# Selected extract
For what it's worth, my general response to disasters natural and man-made is either ironic detachment or passionate rage. I can count on one hand the number of times I've truly cried since leaving pre-school. And I spent the latter years of high school, when you were apparently reading and reporting on poetry, devising what I and others referred to as a "hit list." I used to have students come up to me to ask where they were on the list. Seriously. I'm not proud of playing up the idea of myself as a potentially murderous sociopath while a high-school student. But I do think it sheds some light on my emotional response to events like the Virginia Tech massacre.

In closing, let me note that, for someone who is as into facts of a math-and-science nature as you frequently claim to be, I find it curious that you would build your perception of who a person is on such a limited statistical sample. We've only talked a few times in person. And, while you have read many of my Live Journal entries over the past few years, I don't think it makes a lot of sense to draw conclusions about who I am and how I would act in a given situation in light of what I write here, particularly insofar as so much of what I write here is heavily coded.

# Stored data
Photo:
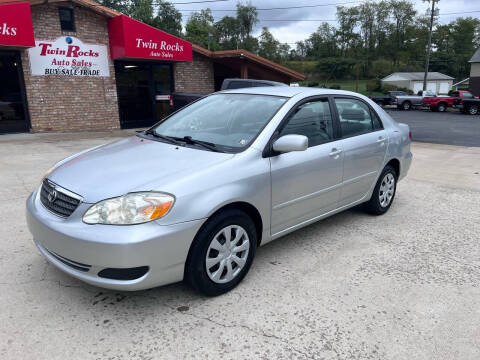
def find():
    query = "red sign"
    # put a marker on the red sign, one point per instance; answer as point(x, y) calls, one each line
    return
point(130, 38)
point(16, 27)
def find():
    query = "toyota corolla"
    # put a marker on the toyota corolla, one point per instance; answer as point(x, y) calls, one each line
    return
point(194, 196)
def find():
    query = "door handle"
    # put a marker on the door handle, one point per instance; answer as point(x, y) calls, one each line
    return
point(335, 152)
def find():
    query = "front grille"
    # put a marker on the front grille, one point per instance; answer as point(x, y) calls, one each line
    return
point(56, 201)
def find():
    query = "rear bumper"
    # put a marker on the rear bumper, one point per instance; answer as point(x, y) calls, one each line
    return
point(69, 242)
point(405, 165)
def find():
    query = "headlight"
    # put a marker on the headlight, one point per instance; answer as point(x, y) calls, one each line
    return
point(130, 209)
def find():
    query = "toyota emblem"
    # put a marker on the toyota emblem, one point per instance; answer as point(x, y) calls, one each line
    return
point(52, 196)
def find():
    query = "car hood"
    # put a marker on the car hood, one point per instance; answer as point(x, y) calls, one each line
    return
point(129, 165)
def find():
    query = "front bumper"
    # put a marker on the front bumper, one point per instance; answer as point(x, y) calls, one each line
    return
point(66, 242)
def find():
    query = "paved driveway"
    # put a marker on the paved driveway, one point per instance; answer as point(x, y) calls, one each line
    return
point(402, 286)
point(451, 127)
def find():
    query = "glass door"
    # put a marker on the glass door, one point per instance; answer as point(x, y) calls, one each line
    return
point(13, 109)
point(143, 92)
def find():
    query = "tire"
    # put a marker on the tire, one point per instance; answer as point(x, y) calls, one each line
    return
point(212, 281)
point(472, 110)
point(375, 206)
point(442, 107)
point(407, 105)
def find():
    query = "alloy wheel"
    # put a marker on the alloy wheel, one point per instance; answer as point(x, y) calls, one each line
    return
point(227, 254)
point(387, 190)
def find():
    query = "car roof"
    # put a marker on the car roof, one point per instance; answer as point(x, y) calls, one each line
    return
point(288, 91)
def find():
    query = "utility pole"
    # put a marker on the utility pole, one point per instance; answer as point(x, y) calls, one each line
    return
point(429, 49)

# Challenges
• a. From the Live Journal passage, list each thing the writer says the person addressed as "you" does or has done.
• b. Go on with the Live Journal passage, picking up right after its final sentence.

# Responses by task
• a.
- Read and reported on poetry during the latter years of high school
- Frequently claims to be into facts of a math-and-science nature
- Builds a perception of who a person is on a limited statistical sample
- Has read many of the writer's Live Journal entries over the past few years

• b.
Then again, I have often had the impression that you take statements literally, for better or worse, even when they cry out for a mode of interpretation attentive to indirection. I can't fault you for that. It speaks to the sincerity and forthrightness that you so effectively present in your Live Journal-related correspondence. But, if I'm even partially right, that quality would go a long way toward explaining how you have ended up with a picture of me that any of my long-time friends in "meat space" would refute in a second. Take the entry in question, for example. Although I did mention being upset by the news of Hurricane Katrina, I did so, at least in part, because I wanted to set up the conceit with which the entry closes:
Before Kim came home I brought the futon out of the garage for Bean and put on the DVD for Andy Goldsworthy's Rivers and Tides. It lulled her to sleep very quickly and made me feel considerably more relaxed. Now I have to go run an errand for her, however, and then rush down to teach, so my stress level is heading for another peak. It says something about my state of mind that I keep seeing a mirage of rising water everywhere I turn.
Clearly, I wanted to play off the idea of overflowing water invoked, not only by Katrina, but my "weepy" state and the film Rivers and Tides, which features a sequence in which a rock sculpture created by the artist is gradually submerged by the sea. I almost feel the need to declare, as I did above, that I'm "not proud" of the fact that I spent so much time working a conceit into a throwaway "everyday" entry. Still, that's how I write and why I write so slowly.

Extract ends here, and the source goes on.